DATA SECTION =
———
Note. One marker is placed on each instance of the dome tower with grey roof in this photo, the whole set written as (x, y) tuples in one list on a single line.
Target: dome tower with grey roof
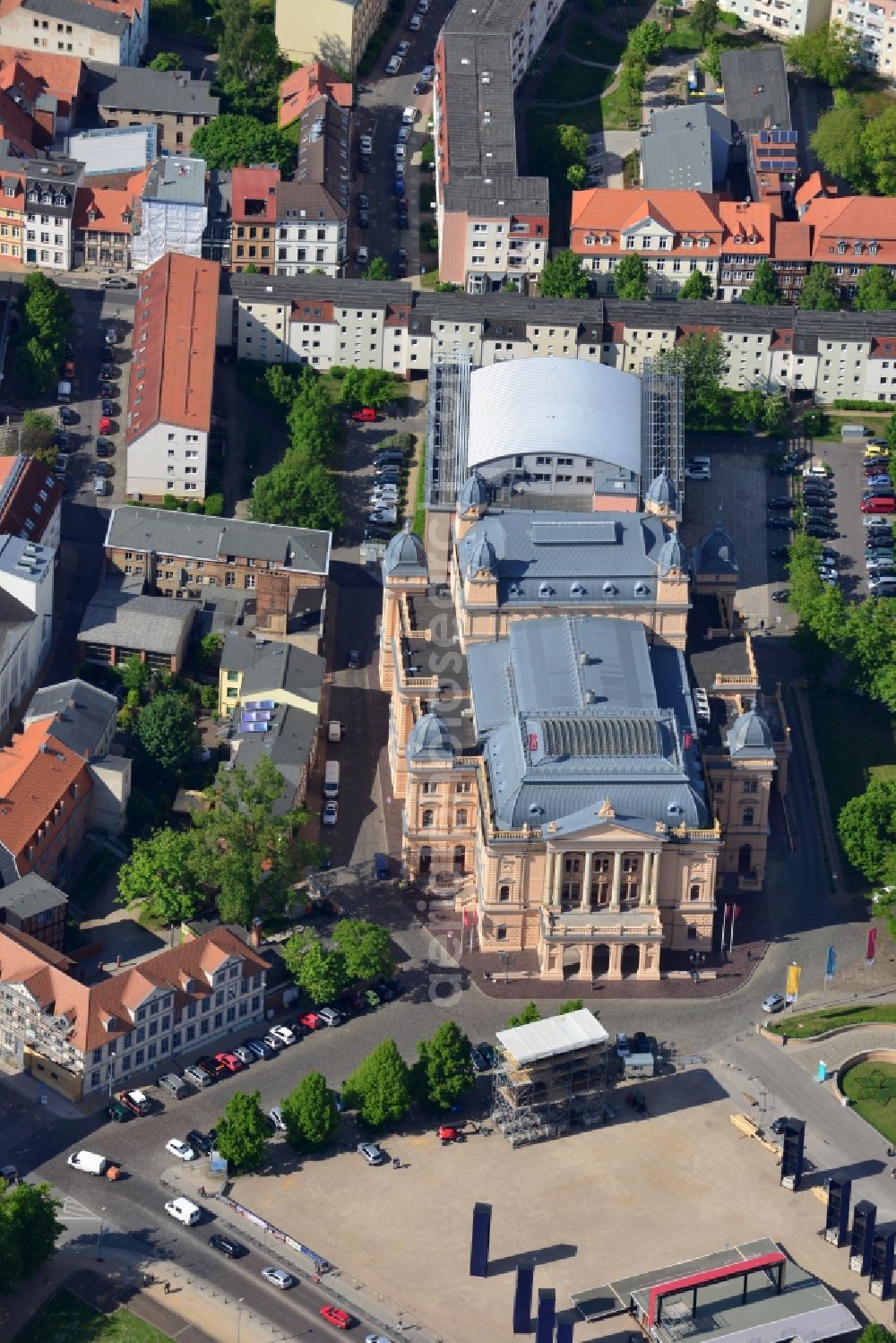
[(429, 739)]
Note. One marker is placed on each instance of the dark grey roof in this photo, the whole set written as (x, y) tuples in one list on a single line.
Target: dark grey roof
[(151, 90), (30, 896), (126, 621), (88, 15), (570, 715), (755, 83), (82, 713), (195, 536), (562, 549)]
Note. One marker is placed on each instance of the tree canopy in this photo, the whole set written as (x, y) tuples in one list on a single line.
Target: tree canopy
[(242, 1132), (381, 1087), (563, 277), (231, 140)]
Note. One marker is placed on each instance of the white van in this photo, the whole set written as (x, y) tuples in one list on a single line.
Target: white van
[(183, 1210), (90, 1162)]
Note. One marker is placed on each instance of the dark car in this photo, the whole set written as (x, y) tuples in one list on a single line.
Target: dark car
[(202, 1141), (228, 1246)]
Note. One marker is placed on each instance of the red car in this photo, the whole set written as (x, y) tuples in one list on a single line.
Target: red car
[(341, 1319), (228, 1061)]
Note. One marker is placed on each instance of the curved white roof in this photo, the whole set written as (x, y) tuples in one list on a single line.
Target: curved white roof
[(555, 404)]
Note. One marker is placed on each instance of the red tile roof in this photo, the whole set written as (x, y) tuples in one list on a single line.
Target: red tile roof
[(253, 193), (37, 774), (104, 1012), (306, 85), (174, 345), (29, 493)]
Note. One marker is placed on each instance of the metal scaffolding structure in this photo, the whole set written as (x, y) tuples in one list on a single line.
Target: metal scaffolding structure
[(447, 418), (532, 1101), (661, 426)]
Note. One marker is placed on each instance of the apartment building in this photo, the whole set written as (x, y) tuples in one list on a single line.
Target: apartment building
[(676, 233), (780, 18), (382, 325), (336, 31), (493, 225), (172, 101), (169, 390), (185, 555), (115, 31), (83, 1038)]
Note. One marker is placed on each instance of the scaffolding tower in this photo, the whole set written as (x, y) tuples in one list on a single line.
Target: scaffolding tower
[(661, 426), (543, 1087), (447, 418)]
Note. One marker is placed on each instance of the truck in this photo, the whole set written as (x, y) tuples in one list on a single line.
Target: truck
[(136, 1101), (90, 1162)]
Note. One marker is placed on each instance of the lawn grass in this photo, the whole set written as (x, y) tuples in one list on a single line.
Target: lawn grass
[(805, 1025), (856, 740), (876, 1109), (67, 1319), (568, 81)]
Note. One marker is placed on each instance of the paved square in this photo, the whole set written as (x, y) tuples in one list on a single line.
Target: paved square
[(600, 1205)]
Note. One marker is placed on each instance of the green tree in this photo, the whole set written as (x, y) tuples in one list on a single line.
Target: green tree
[(821, 292), (242, 1132), (317, 970), (134, 675), (167, 61), (231, 140), (160, 874), (376, 269), (646, 40), (630, 277), (381, 1087), (563, 277), (764, 288), (366, 947), (309, 1114), (866, 829), (446, 1065), (29, 1230), (828, 54), (697, 285), (704, 18), (837, 142), (876, 290), (167, 732), (530, 1012), (249, 850)]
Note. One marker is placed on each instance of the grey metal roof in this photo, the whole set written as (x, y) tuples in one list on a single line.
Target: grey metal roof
[(86, 15), (152, 624), (541, 555), (82, 713), (196, 536), (151, 90), (30, 896), (755, 83), (570, 716)]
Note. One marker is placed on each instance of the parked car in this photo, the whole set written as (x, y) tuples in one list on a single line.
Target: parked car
———
WRITTEN REQUEST = Please reproduce the lines between the one holding "the red car" and the one holding "[(555, 404)]", inclusive, increasing every coordinate value in the point lists by 54 and keeping all other text unchanged. Return only those lines.

WRITTEN SOLUTION =
Note. One marker is placed on each instance of the red car in this photo, the whole set written as (x, y) tuples in one list on a single line.
Target: red car
[(395, 1373), (282, 1115)]
Note. One marker is placed on each instance of the curved white roof in this photo, the whole set written as (x, y) tuples in one list on a single line.
Target: curved white roof
[(609, 458)]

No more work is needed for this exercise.